▶ **Seu objetivo**: Conte as linhas abaixo em que aparece a palavra "positive". Responda apenas com o número.

▶ **Linhas listadas**:

++++

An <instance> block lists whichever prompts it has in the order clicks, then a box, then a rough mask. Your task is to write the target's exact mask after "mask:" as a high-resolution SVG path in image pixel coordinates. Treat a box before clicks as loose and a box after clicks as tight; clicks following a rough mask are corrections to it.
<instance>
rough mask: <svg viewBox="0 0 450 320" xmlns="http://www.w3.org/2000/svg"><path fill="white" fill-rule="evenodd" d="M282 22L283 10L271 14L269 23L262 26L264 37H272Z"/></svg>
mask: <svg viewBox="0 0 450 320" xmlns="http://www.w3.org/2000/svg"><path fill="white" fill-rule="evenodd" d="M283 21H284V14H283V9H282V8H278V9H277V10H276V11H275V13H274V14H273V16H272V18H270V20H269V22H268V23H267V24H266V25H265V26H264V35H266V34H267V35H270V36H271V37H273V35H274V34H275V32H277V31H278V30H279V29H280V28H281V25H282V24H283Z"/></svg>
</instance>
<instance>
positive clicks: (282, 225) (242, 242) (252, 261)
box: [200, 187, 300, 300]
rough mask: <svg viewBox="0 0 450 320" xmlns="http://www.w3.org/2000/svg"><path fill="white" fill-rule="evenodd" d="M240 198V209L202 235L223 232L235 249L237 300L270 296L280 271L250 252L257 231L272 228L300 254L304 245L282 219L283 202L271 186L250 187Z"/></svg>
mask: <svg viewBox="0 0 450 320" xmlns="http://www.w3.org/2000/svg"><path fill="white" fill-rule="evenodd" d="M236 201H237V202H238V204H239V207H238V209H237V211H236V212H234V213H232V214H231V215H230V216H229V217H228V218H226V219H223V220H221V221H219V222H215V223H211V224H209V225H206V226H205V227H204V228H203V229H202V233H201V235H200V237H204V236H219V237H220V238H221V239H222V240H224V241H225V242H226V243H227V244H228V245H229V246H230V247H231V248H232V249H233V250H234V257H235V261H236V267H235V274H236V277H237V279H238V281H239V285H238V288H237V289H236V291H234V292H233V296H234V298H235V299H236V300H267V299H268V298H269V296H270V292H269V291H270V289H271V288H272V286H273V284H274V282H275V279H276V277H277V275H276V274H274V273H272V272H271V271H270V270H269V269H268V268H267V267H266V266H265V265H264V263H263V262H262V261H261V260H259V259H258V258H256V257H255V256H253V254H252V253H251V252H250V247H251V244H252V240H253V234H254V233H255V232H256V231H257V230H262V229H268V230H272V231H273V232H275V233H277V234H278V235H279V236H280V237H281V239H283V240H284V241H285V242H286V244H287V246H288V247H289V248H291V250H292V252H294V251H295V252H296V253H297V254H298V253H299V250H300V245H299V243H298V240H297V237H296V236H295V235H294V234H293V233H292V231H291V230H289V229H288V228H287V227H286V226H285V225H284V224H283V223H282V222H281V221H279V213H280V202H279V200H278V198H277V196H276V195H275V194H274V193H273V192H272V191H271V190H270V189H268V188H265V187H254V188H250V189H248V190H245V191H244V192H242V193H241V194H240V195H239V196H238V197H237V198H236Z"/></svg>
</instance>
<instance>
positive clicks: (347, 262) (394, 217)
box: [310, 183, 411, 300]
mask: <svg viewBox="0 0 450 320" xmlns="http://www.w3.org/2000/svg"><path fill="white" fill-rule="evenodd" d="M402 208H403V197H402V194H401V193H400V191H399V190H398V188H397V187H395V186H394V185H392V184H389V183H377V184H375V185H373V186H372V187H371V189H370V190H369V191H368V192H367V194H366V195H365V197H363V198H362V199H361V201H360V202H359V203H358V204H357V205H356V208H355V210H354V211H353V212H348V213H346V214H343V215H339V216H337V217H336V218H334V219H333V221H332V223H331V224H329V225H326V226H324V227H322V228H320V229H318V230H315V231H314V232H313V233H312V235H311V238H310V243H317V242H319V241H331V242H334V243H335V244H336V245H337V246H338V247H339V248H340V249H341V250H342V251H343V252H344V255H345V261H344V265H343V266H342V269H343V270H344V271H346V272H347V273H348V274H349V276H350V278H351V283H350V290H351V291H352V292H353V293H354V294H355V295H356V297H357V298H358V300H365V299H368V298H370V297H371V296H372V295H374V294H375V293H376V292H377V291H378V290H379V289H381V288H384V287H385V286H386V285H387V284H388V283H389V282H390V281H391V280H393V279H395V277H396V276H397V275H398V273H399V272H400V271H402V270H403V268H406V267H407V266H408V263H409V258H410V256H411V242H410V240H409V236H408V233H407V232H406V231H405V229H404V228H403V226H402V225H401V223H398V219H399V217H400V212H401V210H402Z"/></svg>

++++

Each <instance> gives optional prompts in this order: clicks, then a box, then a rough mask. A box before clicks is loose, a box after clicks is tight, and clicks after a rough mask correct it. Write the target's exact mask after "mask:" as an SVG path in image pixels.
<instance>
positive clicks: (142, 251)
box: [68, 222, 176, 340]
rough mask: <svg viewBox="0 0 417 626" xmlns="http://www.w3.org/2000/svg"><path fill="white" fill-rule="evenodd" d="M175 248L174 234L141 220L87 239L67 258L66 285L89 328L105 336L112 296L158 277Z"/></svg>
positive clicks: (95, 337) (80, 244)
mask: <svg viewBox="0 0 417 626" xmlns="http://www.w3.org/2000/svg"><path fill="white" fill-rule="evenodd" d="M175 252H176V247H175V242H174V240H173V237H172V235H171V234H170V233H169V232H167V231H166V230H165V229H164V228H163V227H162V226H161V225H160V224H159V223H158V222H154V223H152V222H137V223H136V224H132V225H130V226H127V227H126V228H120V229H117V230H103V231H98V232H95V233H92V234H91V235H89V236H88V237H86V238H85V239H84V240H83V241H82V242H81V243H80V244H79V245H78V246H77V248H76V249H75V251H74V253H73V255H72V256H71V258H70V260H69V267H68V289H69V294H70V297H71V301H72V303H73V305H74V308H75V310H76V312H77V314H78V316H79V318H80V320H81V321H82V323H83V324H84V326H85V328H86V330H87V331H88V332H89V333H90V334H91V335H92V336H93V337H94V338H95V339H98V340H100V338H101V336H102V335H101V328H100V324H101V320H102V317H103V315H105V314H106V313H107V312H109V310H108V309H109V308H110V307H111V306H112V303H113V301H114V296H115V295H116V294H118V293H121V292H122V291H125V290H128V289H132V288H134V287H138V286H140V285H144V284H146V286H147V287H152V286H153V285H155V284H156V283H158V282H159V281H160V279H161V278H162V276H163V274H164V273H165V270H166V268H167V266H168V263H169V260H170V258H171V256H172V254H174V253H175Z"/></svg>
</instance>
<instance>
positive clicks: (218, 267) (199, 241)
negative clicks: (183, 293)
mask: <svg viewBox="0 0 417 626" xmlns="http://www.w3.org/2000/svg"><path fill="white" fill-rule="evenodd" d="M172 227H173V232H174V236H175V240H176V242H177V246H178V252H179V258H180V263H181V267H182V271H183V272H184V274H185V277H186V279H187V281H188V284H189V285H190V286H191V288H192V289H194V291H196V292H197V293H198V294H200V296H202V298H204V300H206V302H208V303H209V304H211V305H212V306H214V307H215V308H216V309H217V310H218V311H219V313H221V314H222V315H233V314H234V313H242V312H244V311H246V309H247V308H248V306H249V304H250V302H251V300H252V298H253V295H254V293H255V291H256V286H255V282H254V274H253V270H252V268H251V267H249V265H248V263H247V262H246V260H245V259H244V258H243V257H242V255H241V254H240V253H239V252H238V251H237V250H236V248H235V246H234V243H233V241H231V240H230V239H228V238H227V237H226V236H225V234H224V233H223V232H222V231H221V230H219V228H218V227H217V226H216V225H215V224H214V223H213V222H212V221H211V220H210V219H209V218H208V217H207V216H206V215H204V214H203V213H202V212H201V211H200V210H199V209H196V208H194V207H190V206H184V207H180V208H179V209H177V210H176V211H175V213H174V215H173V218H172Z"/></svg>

++++

▶ **Resolução do exercício**: 5